**Entries shown**
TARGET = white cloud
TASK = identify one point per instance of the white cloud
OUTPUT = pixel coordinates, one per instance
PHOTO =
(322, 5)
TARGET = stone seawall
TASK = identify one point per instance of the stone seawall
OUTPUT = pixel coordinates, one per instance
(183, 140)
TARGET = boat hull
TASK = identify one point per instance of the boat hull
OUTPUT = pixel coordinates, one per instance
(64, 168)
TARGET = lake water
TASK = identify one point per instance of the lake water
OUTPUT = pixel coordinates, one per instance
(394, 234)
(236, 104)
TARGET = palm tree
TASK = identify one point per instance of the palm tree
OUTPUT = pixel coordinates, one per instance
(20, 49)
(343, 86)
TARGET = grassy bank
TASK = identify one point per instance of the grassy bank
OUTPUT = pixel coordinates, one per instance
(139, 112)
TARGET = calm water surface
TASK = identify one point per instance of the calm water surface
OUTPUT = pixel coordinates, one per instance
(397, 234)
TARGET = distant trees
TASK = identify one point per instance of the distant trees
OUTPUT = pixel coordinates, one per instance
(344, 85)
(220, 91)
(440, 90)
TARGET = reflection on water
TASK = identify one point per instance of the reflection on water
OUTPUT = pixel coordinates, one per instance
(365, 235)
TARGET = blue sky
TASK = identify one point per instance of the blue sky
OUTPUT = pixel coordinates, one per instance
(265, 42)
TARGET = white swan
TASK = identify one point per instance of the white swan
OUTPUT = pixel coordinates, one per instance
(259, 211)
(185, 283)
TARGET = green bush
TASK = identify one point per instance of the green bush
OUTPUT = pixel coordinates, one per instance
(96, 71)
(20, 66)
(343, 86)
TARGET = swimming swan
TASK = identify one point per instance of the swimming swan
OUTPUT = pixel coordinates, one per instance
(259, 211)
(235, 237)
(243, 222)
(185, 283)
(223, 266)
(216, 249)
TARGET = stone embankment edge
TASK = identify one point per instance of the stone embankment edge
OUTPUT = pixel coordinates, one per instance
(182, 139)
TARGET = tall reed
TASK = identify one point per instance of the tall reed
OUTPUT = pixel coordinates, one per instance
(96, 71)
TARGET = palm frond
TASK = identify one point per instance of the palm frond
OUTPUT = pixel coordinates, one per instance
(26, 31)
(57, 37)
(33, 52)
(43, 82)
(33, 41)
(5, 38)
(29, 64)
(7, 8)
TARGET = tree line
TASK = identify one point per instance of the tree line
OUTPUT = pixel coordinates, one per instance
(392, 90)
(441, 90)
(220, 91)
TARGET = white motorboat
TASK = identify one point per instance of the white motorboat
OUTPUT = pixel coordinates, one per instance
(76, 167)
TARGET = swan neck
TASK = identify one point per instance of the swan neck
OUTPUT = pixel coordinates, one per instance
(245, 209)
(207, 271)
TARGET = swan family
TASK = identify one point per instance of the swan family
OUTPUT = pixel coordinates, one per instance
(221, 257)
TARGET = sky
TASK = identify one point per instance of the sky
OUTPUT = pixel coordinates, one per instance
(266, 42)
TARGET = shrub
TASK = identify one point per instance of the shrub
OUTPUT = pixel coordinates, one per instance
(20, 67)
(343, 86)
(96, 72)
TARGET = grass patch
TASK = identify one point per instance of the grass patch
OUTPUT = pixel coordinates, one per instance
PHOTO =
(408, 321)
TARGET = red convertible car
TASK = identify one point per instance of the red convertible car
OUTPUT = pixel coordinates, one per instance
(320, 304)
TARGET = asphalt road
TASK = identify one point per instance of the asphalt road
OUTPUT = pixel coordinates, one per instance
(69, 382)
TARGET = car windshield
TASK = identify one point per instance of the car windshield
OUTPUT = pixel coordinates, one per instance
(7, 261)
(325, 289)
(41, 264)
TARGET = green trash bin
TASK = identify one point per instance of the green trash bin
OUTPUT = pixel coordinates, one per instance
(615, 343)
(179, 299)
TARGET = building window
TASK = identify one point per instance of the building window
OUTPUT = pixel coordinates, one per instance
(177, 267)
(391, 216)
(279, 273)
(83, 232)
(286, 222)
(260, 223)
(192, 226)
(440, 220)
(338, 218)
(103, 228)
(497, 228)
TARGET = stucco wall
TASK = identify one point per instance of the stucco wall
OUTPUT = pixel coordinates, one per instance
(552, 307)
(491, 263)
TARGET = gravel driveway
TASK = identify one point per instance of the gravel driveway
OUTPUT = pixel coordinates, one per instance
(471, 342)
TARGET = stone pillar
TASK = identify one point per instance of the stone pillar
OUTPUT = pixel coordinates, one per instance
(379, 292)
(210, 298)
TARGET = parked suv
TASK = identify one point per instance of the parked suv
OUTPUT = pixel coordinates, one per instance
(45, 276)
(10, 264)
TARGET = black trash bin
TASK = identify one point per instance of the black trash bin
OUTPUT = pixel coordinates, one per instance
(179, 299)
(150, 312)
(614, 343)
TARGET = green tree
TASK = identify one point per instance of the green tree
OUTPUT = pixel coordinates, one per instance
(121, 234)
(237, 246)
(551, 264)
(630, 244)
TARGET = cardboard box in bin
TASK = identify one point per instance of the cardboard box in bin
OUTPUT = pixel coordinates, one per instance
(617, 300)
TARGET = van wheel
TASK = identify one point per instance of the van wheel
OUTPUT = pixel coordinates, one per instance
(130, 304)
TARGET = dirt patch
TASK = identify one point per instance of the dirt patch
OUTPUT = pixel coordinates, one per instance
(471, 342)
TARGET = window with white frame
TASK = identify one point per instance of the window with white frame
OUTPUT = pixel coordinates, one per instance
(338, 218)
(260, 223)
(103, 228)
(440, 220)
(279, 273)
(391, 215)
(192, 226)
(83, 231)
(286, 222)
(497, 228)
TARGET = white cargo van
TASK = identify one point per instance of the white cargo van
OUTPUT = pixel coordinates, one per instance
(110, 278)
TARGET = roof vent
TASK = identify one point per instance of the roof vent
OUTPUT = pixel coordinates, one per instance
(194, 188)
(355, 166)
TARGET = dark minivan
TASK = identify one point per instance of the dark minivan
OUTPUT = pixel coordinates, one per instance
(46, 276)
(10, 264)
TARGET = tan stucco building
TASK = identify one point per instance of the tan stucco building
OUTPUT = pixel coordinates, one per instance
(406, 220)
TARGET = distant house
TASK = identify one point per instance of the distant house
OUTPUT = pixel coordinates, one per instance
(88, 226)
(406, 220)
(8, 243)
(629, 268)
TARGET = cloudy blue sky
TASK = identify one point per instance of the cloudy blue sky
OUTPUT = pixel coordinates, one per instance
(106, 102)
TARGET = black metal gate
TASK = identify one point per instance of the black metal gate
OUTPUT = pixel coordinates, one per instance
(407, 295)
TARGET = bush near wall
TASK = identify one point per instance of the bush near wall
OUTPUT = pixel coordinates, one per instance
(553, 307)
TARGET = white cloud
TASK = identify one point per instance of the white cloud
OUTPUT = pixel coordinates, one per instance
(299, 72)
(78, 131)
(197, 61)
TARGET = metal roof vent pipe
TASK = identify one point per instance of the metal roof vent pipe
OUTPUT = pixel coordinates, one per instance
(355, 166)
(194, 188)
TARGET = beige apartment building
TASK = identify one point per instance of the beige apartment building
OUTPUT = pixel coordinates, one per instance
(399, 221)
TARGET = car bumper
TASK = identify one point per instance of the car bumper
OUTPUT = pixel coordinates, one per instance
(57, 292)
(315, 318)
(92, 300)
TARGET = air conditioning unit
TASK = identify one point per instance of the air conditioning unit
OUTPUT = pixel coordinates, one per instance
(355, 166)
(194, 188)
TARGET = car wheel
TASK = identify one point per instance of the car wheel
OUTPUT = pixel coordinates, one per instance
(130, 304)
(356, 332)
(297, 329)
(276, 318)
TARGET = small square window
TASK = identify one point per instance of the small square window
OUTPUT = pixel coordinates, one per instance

**Assigned task**
Give a tally of the lines in the listing above that contain the word "patch", and provide nothing beyond the number.

**Output**
4